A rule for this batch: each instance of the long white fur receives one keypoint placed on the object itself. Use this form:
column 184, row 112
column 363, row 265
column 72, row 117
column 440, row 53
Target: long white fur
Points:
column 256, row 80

▶ **To do**:
Starting from the line with "column 184, row 112" and ending with the final line of the data, quote every line exactly, both ends included.

▶ **Reply**:
column 184, row 112
column 363, row 265
column 72, row 117
column 440, row 53
Target: long white fur
Points:
column 256, row 80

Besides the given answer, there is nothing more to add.